Consignes de l'exercice »
• 1. Dans l'article sur Djilali Bedrani, relevez toutes les disciplines que l'athlète pratique.
• 2. Reprenez l'article sur Djilali Bedrani à la suite de sa dernière phrase, dans le même registre journalistique.

Texte fourni »
Mondiaux d’athlétisme : Mekhissi forfait, Djilali Bedrani veut faire briller le 3.000 m steeple français
ATHLETISME•Djilali Bedrani, en pleine progression, s’aligne ce mardi sur 3.000 m steeple lors des Mondiaux de Doha. Sur une discipline où les Français ont souvent brillé, le Toulousain veut écrire sa propre histoireNicolas Stival
L'essentiel
- Djilali Bedrani disputera ce mardi les qualifications du 3.000 m steeple à Doha, le jour de ses 26 ans.
- S’il avoue craindre la chaleur, le Toulousain ne se « fixe pas de limites ».
- Le militaire évoque aussi sa préparation du quotidien, loin des caméras.
Cross, 1.500 m, 3.000 m, 3.000 m steeple. Djilali Bedrani est un touche-à-tout. Mais c’est grâce à la dernière discipline que le Toulousain s’apprête à disputer au Qatar son « premier championnat du monde chez les grands ». « Dans un premier temps, il faut passer les qualifications, explique le sociétaire du Satuc, qui fête ses 26 ans ce mardi, justement le jour des qualifs. Il faut prendre la température avant de se projeter. »
L’expression est particulièrement bien choisie pour parler des Mondiaux de Doha. « La chaleur, c’est la seule chose que j’appréhende un peu, confiait-il mardi dernier sur le bord de la piste du stade Daniel-Faucher, à un lancer de javelot du Stadium. Comment je vais réagir à ça ? »
Heureusement pour lui et ses concurrents, dont le favori marocain Soufiane El Bakkali, le 3.000 m steeple se courra dans une enceinte climatisée, à la différence du marathon ou des épreuves de marche. Le champion de France 2019, auteur d’un épatant 8’09”47 le 12 juillet à Monaco (quatrième meilleure performance nationale de tous les temps), peut légitimement se projeter sur la finale, vendredi. Et, pourquoi pas, perpétuer la tradition d’excellence tricolore sur la distance, après Joseph Mahmoud, Bouabdellah Tahri et Mahiedine Mekhissi, actuellement blessé.

Données »
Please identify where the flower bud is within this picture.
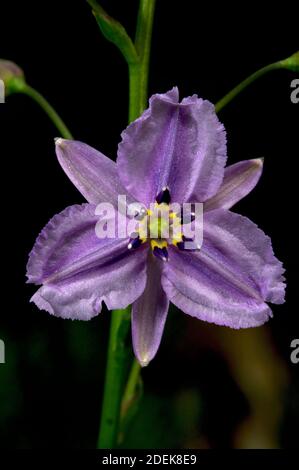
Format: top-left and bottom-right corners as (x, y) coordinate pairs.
(0, 59), (25, 96)
(280, 51), (299, 72)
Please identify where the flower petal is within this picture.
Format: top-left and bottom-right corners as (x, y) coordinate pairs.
(27, 204), (146, 320)
(132, 253), (169, 366)
(162, 209), (285, 328)
(117, 88), (226, 205)
(204, 158), (263, 211)
(56, 138), (131, 207)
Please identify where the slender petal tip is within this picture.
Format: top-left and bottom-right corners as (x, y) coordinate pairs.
(251, 157), (265, 168)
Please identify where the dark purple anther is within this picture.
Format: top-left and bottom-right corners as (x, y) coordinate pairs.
(128, 233), (142, 250)
(156, 186), (171, 204)
(153, 246), (168, 261)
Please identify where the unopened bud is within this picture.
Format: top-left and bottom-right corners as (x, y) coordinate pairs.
(280, 51), (299, 72)
(0, 59), (25, 96)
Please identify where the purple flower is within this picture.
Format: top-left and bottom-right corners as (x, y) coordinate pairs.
(28, 88), (284, 366)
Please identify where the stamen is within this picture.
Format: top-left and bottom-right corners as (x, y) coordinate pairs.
(156, 186), (171, 204)
(179, 209), (195, 225)
(153, 246), (168, 261)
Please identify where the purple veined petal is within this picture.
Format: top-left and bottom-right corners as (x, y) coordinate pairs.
(117, 88), (226, 205)
(27, 204), (147, 320)
(204, 158), (263, 211)
(56, 138), (133, 207)
(132, 253), (169, 367)
(162, 209), (285, 328)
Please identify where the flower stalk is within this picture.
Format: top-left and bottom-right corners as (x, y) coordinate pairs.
(96, 0), (155, 448)
(4, 77), (73, 139)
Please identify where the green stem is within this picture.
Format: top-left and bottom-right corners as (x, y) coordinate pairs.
(14, 82), (73, 139)
(128, 0), (156, 122)
(215, 61), (283, 113)
(122, 359), (141, 413)
(98, 308), (131, 449)
(98, 0), (155, 449)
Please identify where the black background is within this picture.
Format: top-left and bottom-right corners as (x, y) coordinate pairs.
(0, 0), (299, 448)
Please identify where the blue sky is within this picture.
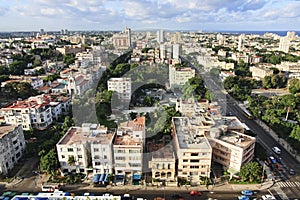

Réponses par consigne »
• 1. Cross, 1.500 m, 3.000 m, 3.000 m steeple.

• 2.
« Je ne sais pas de quoi je suis capable »
« Mahiedine a toujours été sur les podiums internationaux ces dix dernières années, relève le successeur. Il a un palmarès de fou, c’est un exemple. Mais on a tous notre propre histoire. Et j’ai envie d’écrire la mienne. » Déjà qualifié pour les Jeux olympiques de Tokyo l’an prochain, le militaire détaché par le 3e RMAT (Régiment du matériel) de Muret ne se « fixe pas de limites ». « J’ai franchi un cap cette année, je ne sais pas de quoi je suis capable », assure, sans forfanterie, celui qui a raboté son temps de plus de 23 secondes sur 3.000 mètres steeple depuis 2017.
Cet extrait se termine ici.